----- Supplied data

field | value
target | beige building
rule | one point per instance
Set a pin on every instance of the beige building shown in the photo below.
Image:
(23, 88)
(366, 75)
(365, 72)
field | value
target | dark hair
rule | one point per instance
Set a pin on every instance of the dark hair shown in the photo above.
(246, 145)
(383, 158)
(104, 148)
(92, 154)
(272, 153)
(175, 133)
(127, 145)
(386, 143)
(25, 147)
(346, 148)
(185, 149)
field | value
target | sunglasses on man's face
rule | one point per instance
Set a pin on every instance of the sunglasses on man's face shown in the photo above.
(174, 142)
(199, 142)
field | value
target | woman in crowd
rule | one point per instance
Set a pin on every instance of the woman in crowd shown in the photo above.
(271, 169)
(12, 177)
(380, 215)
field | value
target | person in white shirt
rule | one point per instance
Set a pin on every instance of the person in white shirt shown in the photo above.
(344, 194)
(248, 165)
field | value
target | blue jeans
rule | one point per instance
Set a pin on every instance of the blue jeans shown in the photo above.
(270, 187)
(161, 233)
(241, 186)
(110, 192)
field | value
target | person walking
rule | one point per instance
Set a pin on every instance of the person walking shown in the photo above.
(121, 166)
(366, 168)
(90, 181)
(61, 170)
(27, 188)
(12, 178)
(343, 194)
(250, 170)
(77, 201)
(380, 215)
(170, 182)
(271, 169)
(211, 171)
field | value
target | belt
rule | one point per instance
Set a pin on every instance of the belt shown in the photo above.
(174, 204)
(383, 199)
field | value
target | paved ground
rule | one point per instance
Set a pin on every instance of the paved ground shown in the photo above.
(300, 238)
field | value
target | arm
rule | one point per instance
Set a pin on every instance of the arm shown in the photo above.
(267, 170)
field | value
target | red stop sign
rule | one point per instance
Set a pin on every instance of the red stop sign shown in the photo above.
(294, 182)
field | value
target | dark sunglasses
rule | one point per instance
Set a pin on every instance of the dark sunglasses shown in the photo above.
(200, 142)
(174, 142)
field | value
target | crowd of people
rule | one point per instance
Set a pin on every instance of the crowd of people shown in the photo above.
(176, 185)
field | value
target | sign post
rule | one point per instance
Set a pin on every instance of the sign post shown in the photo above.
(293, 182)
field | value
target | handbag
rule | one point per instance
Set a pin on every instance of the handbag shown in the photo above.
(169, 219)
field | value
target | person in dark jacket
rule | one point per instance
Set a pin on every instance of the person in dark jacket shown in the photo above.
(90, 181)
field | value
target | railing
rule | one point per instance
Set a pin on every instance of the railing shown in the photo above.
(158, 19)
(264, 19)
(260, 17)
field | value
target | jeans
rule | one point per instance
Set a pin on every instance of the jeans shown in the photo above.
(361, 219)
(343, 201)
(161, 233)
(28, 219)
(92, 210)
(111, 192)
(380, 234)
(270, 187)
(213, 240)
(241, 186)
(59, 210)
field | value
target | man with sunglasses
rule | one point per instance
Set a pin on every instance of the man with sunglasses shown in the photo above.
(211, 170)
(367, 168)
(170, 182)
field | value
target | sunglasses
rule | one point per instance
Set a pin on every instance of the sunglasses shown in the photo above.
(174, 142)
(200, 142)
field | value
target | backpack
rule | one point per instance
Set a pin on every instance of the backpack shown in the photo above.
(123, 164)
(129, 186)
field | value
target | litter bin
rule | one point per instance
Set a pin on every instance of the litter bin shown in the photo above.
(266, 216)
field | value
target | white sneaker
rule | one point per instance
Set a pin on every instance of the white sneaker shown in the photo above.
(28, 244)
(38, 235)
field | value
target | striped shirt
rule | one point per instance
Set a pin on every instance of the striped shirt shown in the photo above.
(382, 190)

----------

> [What to work on] In the material above, find each line that contains the word "building", and select it.

> [Exercise solution]
target | beige building
Set a pin on every instance of the beige building shown in the photo below.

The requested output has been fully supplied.